▶ [Passage extrait]:
__________

En 407, Constantin III alias Constantin le Béni dans la légende est proclamé empereur. Les invasions saxonnes débutent à partir de 410, au moment du retrait des troupes romaines de Bretagne. L’empereur Flavius Honorius demande aux Bretons d’assumer seuls leur défense, même si le territoire est toujours symboliquement rattaché à l’Empire. C’est donc un 5ème siècle de guerre et de sang qui frappe la Bretagne, un territoire déjà christianisé et romanisé, dont l’aristocratie bretonne a bénéficié de l’instruction militaire romaine. Ce sont des chefs de guerre bretons issus de cette aristocratie militaire qui assurent la défense de l’île de Bretagne, un statut qui perdure jusqu’à la fin du 5ème siècle. L’Empire romain s’effondre et les peuples fédérés comme les Francs, les Wisigoths, les Ostrogoths et les Bretons forment des royaumes sur les ruines de l’Empire. C’est dans ce contexte qu’a lieu la bataille du Mont Badon, où les Bretons repoussent les Saxons vers l’année 495 selon les sources historiques. Les chroniques de Gildas le Sage au 6ème siècle et de Bède le Vénérable au 8ème siècle attribuent la victoire à Ambrosius Aurelianus. Ce n’est qu’à partir du 9ème siècle que les Annales Cambriae et l’Historia Brittonum de Nennius mentionneront le roi Arthur comme héros de la bataille du Mont Badon, qu’ils datent de l’année 516.

__________

▶ [Entrées fournies]:
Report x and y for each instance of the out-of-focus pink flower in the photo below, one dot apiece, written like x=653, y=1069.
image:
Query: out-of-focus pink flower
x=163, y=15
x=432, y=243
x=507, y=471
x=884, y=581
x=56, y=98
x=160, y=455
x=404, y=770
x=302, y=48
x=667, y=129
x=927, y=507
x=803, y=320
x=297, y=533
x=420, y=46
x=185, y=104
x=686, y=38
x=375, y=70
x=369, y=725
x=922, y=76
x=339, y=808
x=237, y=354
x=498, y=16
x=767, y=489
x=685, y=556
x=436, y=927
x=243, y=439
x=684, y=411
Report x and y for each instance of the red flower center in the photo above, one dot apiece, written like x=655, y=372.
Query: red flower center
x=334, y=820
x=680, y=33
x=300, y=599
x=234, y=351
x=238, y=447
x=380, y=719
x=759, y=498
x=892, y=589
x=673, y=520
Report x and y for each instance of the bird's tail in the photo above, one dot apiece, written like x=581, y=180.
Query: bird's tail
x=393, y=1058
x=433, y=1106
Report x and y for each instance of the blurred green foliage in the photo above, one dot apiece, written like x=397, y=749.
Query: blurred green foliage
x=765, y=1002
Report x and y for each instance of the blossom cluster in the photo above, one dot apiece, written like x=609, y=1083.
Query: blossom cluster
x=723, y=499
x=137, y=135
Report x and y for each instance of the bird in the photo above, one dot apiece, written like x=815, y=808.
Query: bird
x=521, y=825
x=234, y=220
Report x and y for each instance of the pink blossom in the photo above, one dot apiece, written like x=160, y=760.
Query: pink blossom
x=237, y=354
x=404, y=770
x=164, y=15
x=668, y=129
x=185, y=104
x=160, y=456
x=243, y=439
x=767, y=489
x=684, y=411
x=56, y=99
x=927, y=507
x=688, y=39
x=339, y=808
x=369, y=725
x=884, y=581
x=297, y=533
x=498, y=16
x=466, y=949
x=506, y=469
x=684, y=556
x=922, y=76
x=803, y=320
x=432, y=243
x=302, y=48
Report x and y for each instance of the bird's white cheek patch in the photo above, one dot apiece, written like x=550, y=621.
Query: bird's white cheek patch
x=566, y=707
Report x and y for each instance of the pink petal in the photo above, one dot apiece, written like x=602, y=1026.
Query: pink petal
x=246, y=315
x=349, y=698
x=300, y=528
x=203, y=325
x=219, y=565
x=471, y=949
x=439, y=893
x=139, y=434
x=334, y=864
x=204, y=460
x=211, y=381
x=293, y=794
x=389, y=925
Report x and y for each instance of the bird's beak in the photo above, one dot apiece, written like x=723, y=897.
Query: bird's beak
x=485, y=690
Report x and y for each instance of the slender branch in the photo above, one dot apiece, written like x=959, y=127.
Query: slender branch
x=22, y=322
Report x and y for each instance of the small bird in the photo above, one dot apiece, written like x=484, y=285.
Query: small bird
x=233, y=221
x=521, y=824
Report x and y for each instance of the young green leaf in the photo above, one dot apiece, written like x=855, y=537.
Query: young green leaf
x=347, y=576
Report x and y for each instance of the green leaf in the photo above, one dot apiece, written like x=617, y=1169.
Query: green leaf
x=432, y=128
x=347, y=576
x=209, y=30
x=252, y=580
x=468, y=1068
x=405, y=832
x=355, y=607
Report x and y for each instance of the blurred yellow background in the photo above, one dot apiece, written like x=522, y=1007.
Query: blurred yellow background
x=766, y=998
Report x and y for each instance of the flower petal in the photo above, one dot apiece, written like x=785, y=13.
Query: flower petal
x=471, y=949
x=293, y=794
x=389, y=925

__________

▶ [Tâche courte]: Selon le passage extrait sur la Bretagne au 5e siècle, quels peuples fédérés forment des royaumes sur les ruines de l’Empire romain ?

▶ [Réponse rédigée]: Les Francs, les Wisigoths, les Ostrogoths et les Bretons.